* [Problem to work on]:
How many lines in the material below contain the string "ceiling" with the same capitalization? Reply with the number alone.

* [Input for this task]:
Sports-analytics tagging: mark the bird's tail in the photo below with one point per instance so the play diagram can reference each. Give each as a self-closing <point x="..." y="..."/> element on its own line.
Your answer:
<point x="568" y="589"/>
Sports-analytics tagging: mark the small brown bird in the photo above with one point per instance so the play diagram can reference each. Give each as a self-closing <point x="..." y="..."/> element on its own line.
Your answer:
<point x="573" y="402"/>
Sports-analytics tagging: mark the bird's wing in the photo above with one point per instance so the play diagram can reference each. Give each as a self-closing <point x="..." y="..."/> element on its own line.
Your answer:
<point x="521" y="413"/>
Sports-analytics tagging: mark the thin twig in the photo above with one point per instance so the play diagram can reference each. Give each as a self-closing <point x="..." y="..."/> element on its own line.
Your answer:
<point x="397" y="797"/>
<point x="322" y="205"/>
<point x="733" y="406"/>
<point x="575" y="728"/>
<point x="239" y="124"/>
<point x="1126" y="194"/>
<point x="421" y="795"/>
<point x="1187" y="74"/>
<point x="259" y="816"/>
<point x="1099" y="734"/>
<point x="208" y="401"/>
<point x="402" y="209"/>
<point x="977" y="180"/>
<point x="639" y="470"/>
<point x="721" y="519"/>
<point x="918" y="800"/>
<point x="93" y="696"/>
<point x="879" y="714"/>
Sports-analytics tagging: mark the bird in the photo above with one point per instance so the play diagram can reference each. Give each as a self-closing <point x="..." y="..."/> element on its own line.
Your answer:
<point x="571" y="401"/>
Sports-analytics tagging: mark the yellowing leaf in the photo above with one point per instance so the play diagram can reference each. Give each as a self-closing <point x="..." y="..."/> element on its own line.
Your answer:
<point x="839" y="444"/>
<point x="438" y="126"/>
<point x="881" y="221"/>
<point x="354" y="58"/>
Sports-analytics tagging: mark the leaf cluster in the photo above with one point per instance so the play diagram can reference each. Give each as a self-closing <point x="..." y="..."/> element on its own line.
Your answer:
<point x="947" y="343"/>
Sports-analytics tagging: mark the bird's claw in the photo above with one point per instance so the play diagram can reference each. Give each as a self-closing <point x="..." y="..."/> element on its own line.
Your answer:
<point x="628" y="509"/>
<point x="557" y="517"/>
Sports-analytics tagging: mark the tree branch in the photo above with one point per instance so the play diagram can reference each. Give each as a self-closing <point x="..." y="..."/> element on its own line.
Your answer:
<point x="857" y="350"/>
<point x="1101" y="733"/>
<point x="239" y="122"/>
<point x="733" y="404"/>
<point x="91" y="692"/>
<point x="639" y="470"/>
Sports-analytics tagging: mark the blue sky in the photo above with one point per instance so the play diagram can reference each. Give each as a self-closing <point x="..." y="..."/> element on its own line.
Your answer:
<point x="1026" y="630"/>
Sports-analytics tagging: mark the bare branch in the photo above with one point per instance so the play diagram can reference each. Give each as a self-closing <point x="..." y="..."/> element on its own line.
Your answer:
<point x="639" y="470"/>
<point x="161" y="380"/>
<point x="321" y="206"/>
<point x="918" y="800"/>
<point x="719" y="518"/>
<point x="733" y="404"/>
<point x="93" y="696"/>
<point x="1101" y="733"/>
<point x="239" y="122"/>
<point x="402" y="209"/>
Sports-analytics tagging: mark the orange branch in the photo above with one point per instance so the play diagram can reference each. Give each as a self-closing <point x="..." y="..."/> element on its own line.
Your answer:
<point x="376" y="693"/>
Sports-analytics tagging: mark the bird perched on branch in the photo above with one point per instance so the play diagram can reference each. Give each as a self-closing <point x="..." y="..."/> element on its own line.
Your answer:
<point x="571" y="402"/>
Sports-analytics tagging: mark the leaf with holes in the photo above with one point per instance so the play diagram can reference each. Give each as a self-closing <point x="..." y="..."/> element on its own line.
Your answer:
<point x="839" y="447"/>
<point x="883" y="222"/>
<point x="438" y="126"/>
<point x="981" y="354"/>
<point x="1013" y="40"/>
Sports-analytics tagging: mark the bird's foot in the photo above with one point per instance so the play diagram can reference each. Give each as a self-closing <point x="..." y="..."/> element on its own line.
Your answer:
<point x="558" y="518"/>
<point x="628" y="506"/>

* * *

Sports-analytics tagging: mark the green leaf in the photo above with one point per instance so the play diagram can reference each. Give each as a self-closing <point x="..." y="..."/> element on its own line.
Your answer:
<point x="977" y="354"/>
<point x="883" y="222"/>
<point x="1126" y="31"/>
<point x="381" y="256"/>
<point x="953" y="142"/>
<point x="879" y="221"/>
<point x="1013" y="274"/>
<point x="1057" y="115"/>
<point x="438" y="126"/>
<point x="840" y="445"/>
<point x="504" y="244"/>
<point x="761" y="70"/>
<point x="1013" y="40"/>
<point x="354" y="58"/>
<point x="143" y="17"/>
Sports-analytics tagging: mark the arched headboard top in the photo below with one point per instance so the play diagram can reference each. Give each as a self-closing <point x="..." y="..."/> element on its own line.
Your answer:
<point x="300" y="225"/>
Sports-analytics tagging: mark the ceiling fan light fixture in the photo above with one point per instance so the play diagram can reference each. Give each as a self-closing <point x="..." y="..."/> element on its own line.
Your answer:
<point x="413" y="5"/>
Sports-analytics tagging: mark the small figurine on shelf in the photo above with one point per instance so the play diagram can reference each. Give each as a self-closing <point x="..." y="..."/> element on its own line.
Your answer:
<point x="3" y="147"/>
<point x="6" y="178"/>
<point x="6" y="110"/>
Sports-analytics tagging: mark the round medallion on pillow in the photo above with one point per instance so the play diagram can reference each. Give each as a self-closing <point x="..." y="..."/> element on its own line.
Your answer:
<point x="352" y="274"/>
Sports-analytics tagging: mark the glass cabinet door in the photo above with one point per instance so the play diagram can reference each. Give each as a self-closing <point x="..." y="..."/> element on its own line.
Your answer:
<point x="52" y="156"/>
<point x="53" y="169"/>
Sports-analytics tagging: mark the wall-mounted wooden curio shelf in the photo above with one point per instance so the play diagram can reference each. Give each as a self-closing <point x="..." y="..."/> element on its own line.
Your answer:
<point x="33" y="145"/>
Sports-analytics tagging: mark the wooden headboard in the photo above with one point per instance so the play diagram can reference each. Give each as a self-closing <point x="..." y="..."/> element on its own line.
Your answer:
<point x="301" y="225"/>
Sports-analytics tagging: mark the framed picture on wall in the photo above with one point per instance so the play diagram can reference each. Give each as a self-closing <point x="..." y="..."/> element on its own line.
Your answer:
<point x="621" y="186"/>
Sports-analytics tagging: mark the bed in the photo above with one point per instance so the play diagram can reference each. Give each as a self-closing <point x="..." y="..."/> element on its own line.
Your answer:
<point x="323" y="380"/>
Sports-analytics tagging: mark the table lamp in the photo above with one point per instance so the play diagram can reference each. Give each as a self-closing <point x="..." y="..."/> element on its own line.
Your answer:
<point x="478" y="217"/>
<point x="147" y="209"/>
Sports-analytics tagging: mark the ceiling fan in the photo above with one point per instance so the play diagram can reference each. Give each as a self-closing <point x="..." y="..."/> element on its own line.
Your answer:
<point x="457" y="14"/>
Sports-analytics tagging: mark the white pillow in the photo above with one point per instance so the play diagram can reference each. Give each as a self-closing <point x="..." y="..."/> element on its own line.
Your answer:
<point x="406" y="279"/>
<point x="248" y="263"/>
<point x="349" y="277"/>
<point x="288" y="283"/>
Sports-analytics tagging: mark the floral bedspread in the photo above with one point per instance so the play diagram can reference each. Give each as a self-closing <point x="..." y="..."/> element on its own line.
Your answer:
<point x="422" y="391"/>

---

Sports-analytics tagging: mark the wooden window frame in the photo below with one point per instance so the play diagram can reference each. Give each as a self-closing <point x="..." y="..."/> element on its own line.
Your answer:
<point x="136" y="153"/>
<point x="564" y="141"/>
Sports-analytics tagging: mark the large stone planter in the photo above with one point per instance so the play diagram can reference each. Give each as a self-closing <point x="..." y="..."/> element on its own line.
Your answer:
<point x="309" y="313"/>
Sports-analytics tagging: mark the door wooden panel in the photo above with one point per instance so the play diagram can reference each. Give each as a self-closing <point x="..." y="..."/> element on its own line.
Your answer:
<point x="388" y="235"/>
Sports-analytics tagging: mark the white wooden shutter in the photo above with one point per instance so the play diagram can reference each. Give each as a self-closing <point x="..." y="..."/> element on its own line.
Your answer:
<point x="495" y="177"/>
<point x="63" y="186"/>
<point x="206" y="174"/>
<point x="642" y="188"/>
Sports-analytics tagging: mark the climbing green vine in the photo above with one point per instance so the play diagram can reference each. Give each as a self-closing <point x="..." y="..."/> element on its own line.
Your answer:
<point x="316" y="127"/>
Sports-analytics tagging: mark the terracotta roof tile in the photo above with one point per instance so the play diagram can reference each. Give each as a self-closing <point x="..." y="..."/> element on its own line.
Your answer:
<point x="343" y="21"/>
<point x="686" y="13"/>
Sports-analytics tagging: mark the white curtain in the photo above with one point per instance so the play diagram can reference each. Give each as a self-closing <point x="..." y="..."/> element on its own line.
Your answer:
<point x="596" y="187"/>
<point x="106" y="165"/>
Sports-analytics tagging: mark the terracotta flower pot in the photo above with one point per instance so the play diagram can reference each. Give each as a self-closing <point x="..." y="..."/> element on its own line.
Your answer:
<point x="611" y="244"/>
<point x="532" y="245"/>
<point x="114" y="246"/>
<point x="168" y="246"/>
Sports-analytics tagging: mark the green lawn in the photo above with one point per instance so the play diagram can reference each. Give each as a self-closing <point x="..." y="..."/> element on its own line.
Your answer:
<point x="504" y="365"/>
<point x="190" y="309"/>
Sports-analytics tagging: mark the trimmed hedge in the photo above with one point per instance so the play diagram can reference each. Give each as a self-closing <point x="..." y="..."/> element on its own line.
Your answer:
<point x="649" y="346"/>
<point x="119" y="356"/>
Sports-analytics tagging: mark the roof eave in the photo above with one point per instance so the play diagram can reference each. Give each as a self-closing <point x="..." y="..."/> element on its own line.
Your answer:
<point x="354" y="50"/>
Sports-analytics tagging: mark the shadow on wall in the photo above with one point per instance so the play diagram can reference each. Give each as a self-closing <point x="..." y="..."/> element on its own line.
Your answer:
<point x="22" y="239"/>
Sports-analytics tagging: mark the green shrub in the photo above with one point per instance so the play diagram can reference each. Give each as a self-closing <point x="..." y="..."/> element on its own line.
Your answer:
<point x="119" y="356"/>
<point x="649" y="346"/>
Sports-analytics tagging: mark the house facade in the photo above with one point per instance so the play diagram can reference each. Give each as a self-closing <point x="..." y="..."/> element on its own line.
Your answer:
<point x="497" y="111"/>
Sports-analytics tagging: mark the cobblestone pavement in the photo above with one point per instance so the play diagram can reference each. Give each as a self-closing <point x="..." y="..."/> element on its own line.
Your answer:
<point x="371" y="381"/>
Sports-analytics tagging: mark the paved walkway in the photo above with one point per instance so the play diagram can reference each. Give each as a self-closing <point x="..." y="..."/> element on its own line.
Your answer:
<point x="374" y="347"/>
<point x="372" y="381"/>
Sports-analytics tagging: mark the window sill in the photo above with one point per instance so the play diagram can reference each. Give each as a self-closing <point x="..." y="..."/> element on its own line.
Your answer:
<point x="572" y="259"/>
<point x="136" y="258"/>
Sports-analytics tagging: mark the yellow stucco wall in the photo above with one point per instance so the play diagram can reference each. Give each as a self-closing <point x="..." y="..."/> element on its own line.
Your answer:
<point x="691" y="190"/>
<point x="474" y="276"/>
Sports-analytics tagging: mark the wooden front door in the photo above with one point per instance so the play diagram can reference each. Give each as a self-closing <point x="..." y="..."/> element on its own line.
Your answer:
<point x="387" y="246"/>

* [Completed task]:
2